SOURCE DATA START

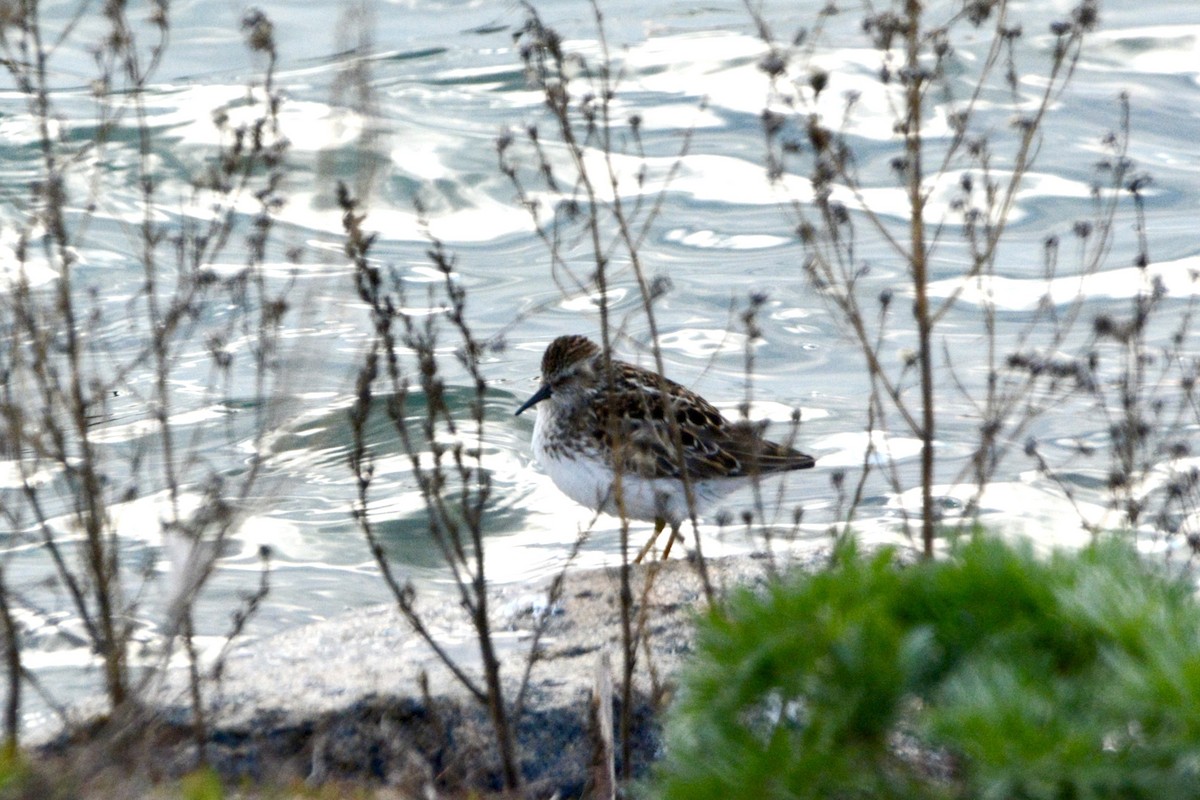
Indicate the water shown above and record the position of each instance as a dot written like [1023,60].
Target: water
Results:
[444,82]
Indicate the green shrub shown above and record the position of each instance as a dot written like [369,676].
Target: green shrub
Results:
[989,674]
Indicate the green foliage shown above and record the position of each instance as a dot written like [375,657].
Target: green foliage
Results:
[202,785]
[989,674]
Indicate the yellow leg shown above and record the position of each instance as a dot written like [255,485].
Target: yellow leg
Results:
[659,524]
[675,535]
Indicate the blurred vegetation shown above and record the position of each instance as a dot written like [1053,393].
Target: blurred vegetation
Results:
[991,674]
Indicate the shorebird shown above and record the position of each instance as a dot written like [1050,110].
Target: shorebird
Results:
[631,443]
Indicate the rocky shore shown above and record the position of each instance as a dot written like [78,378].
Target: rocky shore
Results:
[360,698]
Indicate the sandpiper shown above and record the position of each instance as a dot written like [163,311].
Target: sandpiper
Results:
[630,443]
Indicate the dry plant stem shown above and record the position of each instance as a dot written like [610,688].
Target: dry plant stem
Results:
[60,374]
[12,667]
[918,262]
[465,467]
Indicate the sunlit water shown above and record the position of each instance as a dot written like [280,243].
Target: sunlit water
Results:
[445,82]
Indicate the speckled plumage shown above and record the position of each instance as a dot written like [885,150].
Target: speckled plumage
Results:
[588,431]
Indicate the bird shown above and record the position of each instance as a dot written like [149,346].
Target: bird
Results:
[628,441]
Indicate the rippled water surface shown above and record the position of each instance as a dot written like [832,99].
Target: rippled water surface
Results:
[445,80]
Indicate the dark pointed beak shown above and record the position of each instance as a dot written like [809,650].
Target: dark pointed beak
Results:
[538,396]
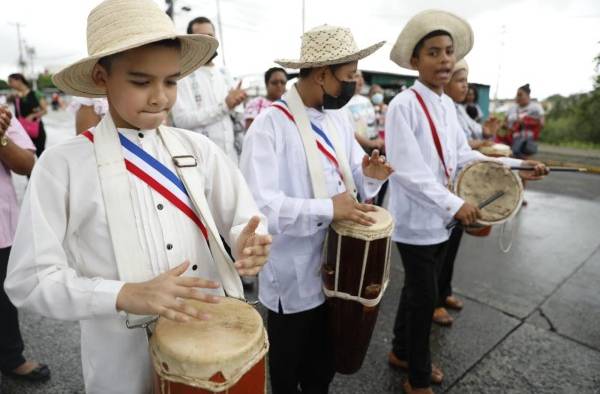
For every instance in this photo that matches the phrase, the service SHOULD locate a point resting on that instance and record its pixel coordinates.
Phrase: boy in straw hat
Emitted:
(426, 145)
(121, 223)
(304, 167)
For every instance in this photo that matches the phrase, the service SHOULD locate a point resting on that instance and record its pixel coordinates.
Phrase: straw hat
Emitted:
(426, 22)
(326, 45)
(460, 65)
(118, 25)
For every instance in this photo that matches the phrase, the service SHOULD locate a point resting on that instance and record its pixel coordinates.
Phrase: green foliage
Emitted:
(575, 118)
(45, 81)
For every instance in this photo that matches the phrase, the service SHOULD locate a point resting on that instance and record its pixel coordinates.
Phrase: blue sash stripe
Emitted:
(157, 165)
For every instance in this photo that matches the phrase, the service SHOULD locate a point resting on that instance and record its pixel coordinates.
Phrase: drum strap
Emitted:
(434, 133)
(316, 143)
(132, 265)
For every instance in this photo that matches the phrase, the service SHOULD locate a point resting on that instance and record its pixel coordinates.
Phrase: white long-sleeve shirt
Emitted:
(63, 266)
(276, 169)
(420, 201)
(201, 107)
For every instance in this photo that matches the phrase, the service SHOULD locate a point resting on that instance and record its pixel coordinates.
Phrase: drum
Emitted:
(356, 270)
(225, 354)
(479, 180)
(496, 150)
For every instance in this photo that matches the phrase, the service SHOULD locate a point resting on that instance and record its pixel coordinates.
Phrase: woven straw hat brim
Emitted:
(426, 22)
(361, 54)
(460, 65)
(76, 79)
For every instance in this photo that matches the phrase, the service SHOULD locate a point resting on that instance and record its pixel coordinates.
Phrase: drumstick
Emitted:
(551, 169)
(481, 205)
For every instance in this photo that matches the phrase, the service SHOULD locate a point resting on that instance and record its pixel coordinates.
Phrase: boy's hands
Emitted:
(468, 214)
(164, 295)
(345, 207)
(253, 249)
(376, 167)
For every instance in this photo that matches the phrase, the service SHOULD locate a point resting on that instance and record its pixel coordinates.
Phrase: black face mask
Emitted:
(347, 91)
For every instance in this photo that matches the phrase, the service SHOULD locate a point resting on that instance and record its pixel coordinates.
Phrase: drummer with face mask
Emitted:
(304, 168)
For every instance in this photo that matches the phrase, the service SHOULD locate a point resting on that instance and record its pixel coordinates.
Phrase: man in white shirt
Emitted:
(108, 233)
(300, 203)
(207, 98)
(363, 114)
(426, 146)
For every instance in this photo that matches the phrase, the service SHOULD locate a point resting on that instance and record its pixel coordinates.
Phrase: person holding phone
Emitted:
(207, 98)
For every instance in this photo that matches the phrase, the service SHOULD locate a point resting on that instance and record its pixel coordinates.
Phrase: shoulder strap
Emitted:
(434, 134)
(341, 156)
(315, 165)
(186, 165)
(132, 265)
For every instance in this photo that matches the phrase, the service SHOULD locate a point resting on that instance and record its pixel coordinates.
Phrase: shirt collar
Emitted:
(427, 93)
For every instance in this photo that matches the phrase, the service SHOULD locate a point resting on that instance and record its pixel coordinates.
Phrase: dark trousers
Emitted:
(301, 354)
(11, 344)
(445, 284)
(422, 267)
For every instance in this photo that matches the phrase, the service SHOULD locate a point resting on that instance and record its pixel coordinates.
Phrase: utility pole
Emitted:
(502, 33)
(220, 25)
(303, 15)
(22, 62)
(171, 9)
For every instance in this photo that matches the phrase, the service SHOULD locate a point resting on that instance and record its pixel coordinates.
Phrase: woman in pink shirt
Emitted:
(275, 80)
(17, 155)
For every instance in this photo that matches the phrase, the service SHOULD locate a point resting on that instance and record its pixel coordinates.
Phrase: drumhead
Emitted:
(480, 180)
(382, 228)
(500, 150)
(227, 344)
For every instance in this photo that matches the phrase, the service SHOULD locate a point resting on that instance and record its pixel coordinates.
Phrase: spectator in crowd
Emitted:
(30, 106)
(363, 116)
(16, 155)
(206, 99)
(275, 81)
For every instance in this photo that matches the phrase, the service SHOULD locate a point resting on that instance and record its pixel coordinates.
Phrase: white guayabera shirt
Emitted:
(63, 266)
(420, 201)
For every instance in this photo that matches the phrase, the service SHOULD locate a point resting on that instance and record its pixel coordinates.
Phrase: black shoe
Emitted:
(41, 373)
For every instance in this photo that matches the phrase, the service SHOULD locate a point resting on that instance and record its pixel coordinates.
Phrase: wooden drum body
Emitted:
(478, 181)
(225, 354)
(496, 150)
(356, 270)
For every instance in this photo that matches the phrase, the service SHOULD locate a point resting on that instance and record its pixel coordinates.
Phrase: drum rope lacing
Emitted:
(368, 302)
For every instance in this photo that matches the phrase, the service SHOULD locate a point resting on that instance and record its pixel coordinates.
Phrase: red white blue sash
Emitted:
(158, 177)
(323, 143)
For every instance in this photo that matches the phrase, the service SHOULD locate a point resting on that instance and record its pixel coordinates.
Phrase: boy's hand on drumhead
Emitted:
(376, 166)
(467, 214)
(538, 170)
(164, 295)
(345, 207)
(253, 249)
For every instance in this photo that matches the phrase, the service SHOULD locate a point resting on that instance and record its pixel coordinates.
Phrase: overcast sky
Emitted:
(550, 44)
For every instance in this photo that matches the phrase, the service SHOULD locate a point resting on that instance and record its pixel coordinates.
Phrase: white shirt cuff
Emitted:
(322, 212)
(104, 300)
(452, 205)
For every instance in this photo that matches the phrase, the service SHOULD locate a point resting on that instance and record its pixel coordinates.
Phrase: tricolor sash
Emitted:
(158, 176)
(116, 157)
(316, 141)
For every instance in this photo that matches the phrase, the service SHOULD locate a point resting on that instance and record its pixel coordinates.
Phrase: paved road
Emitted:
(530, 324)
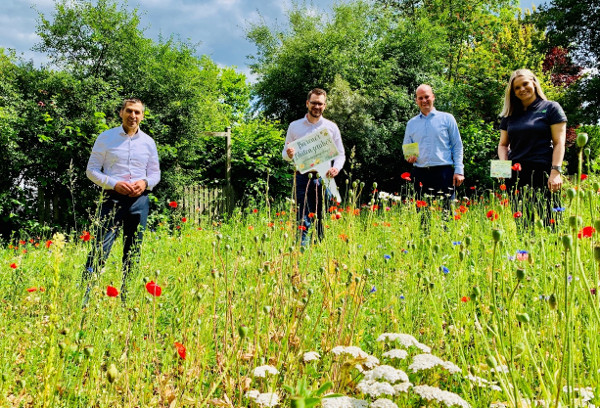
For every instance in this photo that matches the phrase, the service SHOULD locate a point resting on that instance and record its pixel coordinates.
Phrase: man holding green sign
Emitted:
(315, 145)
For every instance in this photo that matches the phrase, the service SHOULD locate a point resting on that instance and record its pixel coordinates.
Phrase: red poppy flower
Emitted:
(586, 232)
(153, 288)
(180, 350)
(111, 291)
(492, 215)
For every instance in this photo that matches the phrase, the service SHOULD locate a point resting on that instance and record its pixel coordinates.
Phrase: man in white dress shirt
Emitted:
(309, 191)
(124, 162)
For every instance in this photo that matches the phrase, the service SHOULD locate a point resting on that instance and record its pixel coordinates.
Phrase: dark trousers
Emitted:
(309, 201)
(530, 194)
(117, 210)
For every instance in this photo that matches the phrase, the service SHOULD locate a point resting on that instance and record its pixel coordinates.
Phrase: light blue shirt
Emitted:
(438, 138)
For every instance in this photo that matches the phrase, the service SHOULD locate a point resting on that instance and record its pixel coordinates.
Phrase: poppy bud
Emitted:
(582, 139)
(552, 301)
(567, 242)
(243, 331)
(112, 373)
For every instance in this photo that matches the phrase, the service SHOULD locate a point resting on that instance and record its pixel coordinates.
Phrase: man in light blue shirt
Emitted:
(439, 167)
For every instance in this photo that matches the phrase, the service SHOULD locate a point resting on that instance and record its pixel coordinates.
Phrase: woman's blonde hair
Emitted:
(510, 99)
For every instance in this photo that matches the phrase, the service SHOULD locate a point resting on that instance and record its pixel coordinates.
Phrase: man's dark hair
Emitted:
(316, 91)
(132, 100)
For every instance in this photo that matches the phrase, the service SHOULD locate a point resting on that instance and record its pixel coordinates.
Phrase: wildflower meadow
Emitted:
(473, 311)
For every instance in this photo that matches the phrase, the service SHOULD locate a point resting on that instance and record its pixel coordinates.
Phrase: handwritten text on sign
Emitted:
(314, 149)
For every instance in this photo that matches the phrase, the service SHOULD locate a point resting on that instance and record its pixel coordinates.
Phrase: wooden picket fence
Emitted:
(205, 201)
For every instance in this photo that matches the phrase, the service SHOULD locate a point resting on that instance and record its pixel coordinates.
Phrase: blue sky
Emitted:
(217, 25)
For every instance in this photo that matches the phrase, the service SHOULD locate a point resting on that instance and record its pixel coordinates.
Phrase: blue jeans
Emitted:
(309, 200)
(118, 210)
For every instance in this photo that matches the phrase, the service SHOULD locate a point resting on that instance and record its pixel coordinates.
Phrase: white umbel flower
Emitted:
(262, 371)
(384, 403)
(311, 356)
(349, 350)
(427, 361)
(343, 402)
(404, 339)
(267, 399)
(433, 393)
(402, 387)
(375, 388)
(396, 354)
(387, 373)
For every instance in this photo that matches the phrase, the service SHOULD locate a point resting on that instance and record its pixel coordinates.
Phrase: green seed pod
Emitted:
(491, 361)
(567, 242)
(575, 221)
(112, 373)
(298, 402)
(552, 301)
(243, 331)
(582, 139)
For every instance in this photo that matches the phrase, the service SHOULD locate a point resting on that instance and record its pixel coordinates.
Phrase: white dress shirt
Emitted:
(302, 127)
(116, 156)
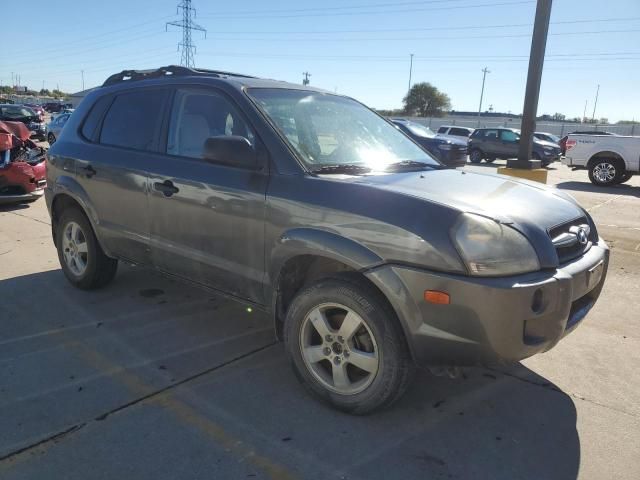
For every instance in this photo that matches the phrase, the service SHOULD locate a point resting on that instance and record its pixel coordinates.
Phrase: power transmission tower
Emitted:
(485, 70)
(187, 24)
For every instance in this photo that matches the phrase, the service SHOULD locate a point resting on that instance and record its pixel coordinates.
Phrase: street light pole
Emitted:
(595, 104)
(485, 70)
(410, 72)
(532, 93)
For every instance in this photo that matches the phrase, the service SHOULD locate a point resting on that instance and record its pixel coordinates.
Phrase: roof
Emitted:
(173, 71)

SOURCE DATA END

**ABOUT THIS TASK**
Output the number of lines in the records above that contain the string "beak", and no other text.

**EXERCISE OUTPUT**
2